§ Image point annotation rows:
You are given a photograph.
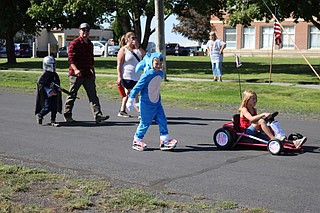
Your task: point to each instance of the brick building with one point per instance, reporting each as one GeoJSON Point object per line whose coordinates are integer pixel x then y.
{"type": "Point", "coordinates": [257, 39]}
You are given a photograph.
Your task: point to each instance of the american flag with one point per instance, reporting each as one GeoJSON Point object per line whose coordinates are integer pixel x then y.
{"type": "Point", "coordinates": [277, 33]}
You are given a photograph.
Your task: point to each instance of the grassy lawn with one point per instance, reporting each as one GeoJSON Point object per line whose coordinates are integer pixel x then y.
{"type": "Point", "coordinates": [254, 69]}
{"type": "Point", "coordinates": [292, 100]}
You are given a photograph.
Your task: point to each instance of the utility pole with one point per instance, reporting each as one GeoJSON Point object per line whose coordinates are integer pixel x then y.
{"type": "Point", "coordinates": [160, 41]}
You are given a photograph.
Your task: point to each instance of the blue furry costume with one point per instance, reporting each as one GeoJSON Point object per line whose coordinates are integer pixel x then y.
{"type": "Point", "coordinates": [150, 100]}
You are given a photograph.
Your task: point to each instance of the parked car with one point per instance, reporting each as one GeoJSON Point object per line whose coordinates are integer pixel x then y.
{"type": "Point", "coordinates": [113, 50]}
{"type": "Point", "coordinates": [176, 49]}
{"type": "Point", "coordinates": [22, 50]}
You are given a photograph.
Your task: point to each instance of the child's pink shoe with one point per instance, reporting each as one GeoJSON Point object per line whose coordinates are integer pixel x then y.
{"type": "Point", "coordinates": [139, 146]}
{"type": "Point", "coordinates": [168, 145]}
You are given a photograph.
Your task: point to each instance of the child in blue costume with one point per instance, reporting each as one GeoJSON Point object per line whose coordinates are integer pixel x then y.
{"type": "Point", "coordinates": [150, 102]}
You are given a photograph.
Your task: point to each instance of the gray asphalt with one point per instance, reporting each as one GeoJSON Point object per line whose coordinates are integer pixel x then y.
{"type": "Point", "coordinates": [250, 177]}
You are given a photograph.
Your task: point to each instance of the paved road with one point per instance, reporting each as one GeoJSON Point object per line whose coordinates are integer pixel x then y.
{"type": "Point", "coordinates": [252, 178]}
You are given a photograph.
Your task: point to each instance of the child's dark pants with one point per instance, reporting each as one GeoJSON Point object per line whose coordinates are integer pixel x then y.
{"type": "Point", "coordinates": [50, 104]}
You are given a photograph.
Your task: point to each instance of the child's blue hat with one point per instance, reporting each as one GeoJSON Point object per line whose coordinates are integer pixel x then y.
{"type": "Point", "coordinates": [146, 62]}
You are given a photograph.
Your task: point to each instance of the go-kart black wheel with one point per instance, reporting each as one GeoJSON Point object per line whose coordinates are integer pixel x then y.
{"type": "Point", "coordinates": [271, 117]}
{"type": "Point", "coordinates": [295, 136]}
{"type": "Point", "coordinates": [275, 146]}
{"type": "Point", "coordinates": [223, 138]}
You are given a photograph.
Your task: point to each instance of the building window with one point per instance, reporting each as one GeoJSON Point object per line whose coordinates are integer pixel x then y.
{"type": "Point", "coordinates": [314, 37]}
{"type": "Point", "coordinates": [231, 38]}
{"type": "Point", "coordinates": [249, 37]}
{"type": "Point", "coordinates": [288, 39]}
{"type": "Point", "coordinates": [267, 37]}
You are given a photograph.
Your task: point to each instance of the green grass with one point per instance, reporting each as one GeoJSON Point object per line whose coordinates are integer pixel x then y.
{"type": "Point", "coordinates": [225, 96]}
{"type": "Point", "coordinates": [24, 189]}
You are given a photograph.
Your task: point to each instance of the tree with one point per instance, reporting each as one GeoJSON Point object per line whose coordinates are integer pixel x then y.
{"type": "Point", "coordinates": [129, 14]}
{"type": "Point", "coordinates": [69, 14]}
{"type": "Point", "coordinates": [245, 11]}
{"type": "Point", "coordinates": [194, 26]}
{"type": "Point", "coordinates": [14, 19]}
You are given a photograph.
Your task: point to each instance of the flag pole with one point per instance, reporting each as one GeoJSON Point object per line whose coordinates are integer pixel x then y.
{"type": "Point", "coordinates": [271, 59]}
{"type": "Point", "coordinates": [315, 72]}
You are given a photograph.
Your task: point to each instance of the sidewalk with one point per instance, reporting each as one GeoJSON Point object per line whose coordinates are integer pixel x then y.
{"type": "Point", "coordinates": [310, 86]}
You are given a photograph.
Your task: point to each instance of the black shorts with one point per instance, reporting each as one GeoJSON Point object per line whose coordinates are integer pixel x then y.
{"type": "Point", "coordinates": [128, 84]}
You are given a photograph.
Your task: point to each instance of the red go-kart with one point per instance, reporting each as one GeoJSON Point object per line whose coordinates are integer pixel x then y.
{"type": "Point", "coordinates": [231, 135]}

§ Written exercise: Arrange these rows as a two-column CSV with the columns "request" and "answer," one line per row, putting each request's text and its answer in a single quoted field with line breaks replaced by spaces. Cover every row, and leave the pictures out.

§ Exercise result:
request,answer
"You are given a photograph. Your task: point to each instance of the brick building with one point per instance, reporting each as one GeoJSON Point object per line whose coordinates are integer pixel x then y.","{""type"": ""Point"", ""coordinates"": [257, 39]}"
"You are given a photograph. Your task: point to each instance of the american flag with one point per instance, reporting each as one GeoJSON Point object per line whose coordinates are integer pixel x then y.","{""type"": ""Point"", ""coordinates"": [277, 33]}"
"You are given a photograph. Your task: point to each instance of the grassy lawn with one point per instance, reporting each as one GeoJSON Point object per line whose coordinates are integer pixel x then y.","{""type"": ""Point"", ""coordinates"": [254, 69]} {""type"": ""Point"", ""coordinates"": [292, 100]}"
"You are given a photograph. Your task: point to each instance of the utility pole with one point per instance, reporting each as one GeoJSON Point object per line whose coordinates are integer pixel x then y.","{""type"": ""Point"", ""coordinates"": [160, 41]}"
"You are given a photograph. Your task: point to each instance of the blue furry costume with one point per instance, reporting each as one GeoJSON Point object per line whose coordinates are integer pixel x then y.","{""type"": ""Point"", ""coordinates"": [150, 100]}"
"You are given a photograph. Your task: point to each instance of the parked car with one point per instance, reporting each as one GeoJSON Point object per line whose coordinates are integer pixel x then y.","{""type"": ""Point"", ""coordinates"": [113, 50]} {""type"": ""Point"", ""coordinates"": [176, 49]} {""type"": ""Point"", ""coordinates"": [22, 50]}"
"You are given a photograph. Your task: point to each instance of the child's pink shoe with one point per instance, reporting each as one GeoJSON Point object per line whose coordinates are integer pixel x then y.","{""type"": ""Point"", ""coordinates"": [139, 146]} {""type"": ""Point"", ""coordinates"": [168, 145]}"
"You are given a photograph. Your task: point to each instance of the child in blue costume with one point per instance, reporting each as one GeoJSON Point object per line whose coordinates are integer pixel x then y.","{""type"": ""Point"", ""coordinates"": [150, 102]}"
"You are given a photograph. Your task: point to each instance of the gray asphalt with one point per instance, reporting each as one GeoJSON Point object per line whose coordinates are integer pixel x then y.","{""type"": ""Point"", ""coordinates"": [250, 177]}"
"You are given a photograph. Your task: point to each instance of the paved road with one point per instance, reporting each as one GeoJSON Point object per line whose coordinates are integer pixel x then y.","{""type"": ""Point"", ""coordinates"": [252, 178]}"
"You are given a photograph. Your task: point to each instance of the child's dark pants with one point per instance, reporting each as one GeoJSON Point object per line whose coordinates are integer pixel x then y.","{""type"": ""Point"", ""coordinates"": [50, 104]}"
"You are given a photograph. Your task: point to each instance of the child's blue hat with one point per instance, reporting each as one GeoJSON Point object per line whose coordinates are integer pixel x then y.","{""type"": ""Point"", ""coordinates"": [146, 62]}"
"You are given a photograph. Your task: point to each instance of the go-kart black wheel with one point per instance, reporting each as one GeoJSON Point object per line whose coordinates are integer pixel x then y.","{""type"": ""Point"", ""coordinates"": [271, 117]} {""type"": ""Point"", ""coordinates"": [295, 136]} {""type"": ""Point"", ""coordinates"": [275, 146]} {""type"": ""Point"", ""coordinates"": [223, 138]}"
"You are given a photograph. Your task: point to each instance of the building window with one point per instance, reporting each as one GeoJSON Point object per line whose coordinates are integer pixel x then y.","{""type"": ""Point"", ""coordinates"": [314, 37]} {""type"": ""Point"", ""coordinates"": [231, 38]} {""type"": ""Point"", ""coordinates"": [249, 37]} {""type"": ""Point"", ""coordinates"": [288, 39]} {""type"": ""Point"", ""coordinates"": [267, 37]}"
"You are given a photograph. Your task: point to each instance of the green grass with one point per instance, reporting each as one GeoJSON Point object per line whose coordinates are integer pixel x then y.","{""type"": ""Point"", ""coordinates"": [225, 96]} {""type"": ""Point"", ""coordinates"": [24, 189]}"
"You are given a photograph. Your task: point to each instance of the tree with one point per instance, reporting each as one GeoJSON Point object per line whose coordinates are integer pixel x then y.","{""type"": ""Point"", ""coordinates"": [129, 14]} {""type"": ""Point"", ""coordinates"": [69, 14]} {""type"": ""Point"", ""coordinates"": [245, 11]} {""type"": ""Point"", ""coordinates"": [194, 26]} {""type"": ""Point"", ""coordinates"": [14, 19]}"
"You are given a photograph. Your task: point to each instance of the flag pole with one point per instance, reporting each as one GeoJSON Point object per line whose coordinates are integer pixel x then y.","{""type"": ""Point"", ""coordinates"": [271, 59]} {""type"": ""Point"", ""coordinates"": [315, 72]}"
"You are given a photograph. Your task: point to each instance of the sidewalk with one point per instance, reporting each as one GeoJSON Point object per line whose coordinates are integer pixel x then y.","{""type"": ""Point"", ""coordinates"": [310, 86]}"
"You are given a photograph. Your task: point to each instance of the black shorts with one point per instance, reporting each as one GeoJSON Point object per line whose coordinates are integer pixel x then y.","{""type"": ""Point"", ""coordinates"": [128, 84]}"
"You are given a photograph. Your task: point to each instance of the red go-kart with one point per instance, reporting each as one GeoJSON Point object per line whose coordinates are integer pixel x then y.","{""type"": ""Point"", ""coordinates"": [231, 135]}"